Task to complete | Rewrite the entries from the line containing "Objective — indicate one point on every instance of the bag" through the end of the entries, replacing "Objective" with "Goal" and leaving everything else unchanged.

Listed records |
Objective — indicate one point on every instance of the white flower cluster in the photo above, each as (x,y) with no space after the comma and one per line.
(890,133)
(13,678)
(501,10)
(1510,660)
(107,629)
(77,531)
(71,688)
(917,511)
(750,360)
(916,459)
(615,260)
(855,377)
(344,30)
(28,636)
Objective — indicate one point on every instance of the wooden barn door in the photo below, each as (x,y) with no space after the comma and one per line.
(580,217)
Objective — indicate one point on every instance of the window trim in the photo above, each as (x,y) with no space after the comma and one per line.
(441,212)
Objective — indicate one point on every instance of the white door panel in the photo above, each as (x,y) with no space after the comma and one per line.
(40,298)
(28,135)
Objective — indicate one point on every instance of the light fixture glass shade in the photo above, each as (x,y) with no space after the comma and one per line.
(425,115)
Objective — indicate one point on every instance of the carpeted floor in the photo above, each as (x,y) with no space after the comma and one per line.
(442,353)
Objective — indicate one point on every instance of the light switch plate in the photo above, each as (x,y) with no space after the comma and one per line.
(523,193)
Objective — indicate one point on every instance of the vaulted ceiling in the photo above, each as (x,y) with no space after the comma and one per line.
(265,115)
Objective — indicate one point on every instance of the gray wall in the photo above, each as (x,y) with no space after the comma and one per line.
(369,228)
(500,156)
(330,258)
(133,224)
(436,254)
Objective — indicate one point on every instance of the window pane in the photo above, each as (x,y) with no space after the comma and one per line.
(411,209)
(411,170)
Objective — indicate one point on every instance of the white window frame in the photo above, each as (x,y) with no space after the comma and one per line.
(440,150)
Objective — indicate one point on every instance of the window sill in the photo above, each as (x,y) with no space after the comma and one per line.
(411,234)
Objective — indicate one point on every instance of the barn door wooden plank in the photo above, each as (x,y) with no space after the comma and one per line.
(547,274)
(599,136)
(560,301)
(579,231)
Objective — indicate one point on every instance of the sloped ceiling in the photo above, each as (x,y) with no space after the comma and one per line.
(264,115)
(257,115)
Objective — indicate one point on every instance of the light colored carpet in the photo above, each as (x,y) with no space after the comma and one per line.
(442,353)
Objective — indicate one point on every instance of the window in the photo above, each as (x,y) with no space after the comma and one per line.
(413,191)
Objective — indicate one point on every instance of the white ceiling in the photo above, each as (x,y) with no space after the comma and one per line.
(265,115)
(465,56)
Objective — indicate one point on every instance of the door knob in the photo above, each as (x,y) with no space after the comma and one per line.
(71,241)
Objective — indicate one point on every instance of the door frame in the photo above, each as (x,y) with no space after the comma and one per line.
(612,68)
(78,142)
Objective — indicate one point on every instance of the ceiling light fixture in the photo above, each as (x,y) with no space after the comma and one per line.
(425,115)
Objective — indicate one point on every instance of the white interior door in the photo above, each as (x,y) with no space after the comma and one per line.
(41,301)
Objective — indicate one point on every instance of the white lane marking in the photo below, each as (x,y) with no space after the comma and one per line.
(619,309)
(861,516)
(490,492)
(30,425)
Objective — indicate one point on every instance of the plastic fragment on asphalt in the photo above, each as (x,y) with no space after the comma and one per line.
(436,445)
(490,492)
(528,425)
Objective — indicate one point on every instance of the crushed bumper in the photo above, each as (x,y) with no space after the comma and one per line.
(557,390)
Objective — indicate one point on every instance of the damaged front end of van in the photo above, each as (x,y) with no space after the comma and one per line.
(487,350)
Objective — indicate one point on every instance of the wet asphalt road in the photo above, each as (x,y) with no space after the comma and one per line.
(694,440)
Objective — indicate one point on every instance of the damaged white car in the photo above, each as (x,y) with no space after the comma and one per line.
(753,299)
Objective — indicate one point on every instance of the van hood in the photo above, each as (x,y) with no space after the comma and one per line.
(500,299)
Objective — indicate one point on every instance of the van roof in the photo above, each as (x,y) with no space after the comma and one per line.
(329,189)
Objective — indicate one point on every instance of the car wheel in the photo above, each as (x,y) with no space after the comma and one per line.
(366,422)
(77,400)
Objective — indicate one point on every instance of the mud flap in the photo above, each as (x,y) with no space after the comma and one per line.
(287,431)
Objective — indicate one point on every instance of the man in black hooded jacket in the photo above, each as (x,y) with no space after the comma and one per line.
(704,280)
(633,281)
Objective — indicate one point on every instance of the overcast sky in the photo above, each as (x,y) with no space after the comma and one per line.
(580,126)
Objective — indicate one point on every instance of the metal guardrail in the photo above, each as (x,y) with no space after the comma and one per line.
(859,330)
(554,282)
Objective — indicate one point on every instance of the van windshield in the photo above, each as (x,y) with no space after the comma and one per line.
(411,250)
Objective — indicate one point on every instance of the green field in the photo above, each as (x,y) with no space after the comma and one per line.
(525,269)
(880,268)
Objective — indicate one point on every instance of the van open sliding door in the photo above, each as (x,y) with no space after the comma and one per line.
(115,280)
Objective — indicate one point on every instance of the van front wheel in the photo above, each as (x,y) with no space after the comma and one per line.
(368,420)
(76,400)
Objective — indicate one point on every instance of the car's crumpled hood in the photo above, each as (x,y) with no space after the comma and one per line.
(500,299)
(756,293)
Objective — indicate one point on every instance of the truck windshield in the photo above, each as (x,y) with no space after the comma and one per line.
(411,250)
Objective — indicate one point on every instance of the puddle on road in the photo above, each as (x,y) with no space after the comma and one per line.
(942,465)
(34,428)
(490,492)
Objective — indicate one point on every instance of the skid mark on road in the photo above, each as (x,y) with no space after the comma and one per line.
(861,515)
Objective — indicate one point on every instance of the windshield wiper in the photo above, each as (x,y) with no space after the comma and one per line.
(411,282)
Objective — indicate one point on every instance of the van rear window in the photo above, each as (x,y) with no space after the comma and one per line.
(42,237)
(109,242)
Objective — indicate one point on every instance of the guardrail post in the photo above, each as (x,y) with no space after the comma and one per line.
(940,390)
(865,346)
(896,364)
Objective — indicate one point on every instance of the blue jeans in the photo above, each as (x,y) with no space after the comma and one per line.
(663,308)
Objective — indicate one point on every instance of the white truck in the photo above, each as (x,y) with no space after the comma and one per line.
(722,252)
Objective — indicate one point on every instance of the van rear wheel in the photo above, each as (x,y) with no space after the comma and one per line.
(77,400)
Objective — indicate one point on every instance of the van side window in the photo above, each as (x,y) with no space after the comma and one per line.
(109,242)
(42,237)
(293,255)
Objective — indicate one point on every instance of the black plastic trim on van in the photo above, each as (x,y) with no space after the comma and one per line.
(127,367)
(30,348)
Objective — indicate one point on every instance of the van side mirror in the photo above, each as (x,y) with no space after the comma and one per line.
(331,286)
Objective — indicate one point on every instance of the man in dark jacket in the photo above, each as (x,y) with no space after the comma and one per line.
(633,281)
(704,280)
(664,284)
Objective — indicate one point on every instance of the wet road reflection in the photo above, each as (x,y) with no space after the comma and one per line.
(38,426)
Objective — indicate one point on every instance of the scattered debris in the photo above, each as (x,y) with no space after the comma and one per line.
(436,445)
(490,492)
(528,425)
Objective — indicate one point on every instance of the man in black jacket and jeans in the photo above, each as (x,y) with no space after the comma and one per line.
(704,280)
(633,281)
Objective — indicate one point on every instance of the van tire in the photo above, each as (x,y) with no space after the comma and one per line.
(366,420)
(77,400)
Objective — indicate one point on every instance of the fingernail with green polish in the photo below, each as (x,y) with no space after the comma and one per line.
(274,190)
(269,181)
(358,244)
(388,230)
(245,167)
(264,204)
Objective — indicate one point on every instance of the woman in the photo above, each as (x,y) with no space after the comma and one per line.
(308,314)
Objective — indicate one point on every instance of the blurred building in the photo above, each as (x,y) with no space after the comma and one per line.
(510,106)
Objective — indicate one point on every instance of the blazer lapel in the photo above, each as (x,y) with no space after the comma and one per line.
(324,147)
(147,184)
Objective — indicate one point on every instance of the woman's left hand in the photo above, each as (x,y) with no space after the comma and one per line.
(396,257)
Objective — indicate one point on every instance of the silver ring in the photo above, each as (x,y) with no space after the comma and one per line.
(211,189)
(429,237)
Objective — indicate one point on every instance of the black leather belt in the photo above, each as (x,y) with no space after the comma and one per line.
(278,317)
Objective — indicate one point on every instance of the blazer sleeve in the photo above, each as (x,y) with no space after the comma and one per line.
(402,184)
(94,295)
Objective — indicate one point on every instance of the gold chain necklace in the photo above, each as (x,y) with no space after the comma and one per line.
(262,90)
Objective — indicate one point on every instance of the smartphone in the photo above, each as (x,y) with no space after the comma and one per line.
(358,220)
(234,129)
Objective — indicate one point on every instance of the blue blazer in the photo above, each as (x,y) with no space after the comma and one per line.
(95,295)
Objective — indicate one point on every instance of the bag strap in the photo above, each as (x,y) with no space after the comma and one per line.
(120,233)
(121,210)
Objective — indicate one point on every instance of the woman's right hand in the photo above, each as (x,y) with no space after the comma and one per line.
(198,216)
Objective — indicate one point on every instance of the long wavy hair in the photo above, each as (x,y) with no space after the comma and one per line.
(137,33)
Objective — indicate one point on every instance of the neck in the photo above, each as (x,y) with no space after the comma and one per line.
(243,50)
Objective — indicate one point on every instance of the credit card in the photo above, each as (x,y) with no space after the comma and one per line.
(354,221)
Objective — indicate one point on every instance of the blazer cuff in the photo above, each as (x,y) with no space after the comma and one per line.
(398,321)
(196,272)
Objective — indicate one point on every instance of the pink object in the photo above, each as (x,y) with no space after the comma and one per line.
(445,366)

Task answer |
Goal — indicate one point on every instance of the bag strap in the photo above, each as (x,y) with no space after the comma and one per line.
(120,233)
(121,210)
Goal — indicate one point on every instance of the woman's right hand in the photo above, each as (x,y) with no space after the comma and one per line.
(198,216)
Goal — indicate one point on every instance of the long wavy hair in the photo above, each as (x,y) with no space after the comma and one per line.
(137,33)
Goal — indicate one point on every instance of the neck in the photo above, each as (x,y) with no space after the comma and one per line.
(243,50)
Goal — indicate one point on every instance of the credit card in the photo above, each as (x,y) with no space after the comma and one per line.
(354,221)
Goal — indicate one point on every instance of the blazer cuff in the photo above, each as (x,y) with no space after the comma and one per line.
(398,321)
(196,272)
Goal — indicate one point on every instance of the pink object in the photo above, each as (x,y) with no space after the comma and one per line.
(445,366)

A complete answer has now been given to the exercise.